(Stated exercise): Pick out each line in the records below that contains the word "every", and copy those lines.

(Contour labeling items)
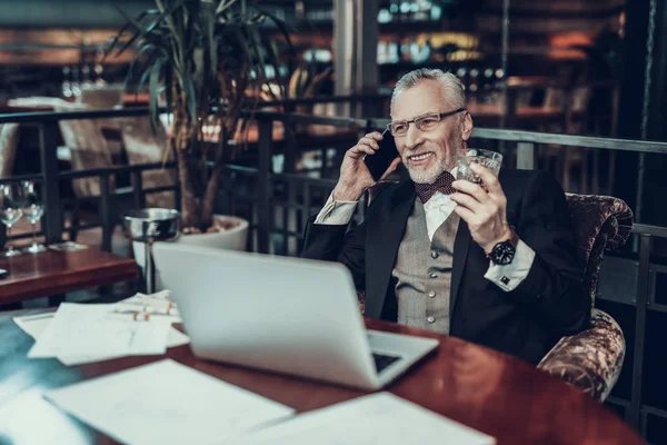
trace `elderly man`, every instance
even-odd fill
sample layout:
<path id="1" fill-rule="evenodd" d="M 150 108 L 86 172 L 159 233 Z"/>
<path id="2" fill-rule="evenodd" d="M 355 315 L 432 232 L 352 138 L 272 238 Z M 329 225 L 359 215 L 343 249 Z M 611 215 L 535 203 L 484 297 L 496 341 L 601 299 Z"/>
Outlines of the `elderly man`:
<path id="1" fill-rule="evenodd" d="M 590 299 L 565 195 L 548 175 L 478 165 L 485 187 L 455 180 L 472 119 L 461 82 L 418 69 L 391 97 L 389 126 L 410 179 L 385 187 L 366 220 L 348 230 L 375 185 L 364 156 L 382 139 L 350 148 L 322 210 L 306 228 L 302 257 L 337 260 L 366 295 L 366 316 L 431 329 L 537 363 L 563 335 L 587 326 Z"/>

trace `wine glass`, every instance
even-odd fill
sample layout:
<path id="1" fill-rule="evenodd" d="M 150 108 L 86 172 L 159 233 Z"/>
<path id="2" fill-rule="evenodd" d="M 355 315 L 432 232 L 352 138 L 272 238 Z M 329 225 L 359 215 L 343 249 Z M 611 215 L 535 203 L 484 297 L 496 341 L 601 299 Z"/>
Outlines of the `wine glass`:
<path id="1" fill-rule="evenodd" d="M 47 250 L 43 244 L 37 243 L 37 221 L 44 216 L 44 206 L 41 200 L 39 185 L 36 181 L 23 181 L 23 216 L 32 225 L 32 244 L 26 248 L 30 254 Z"/>
<path id="2" fill-rule="evenodd" d="M 0 221 L 7 226 L 7 249 L 0 253 L 3 257 L 16 257 L 21 250 L 11 245 L 11 227 L 17 224 L 23 211 L 21 210 L 21 187 L 18 184 L 0 185 Z"/>

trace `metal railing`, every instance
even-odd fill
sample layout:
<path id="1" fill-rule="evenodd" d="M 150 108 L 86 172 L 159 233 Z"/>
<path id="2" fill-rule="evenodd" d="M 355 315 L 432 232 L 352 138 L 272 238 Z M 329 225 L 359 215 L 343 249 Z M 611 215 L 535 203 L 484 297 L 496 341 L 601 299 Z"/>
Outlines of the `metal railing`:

(Reply to the task):
trace `elderly man`, every instance
trace `wine glass`, every instance
trace `metal railing`, every instance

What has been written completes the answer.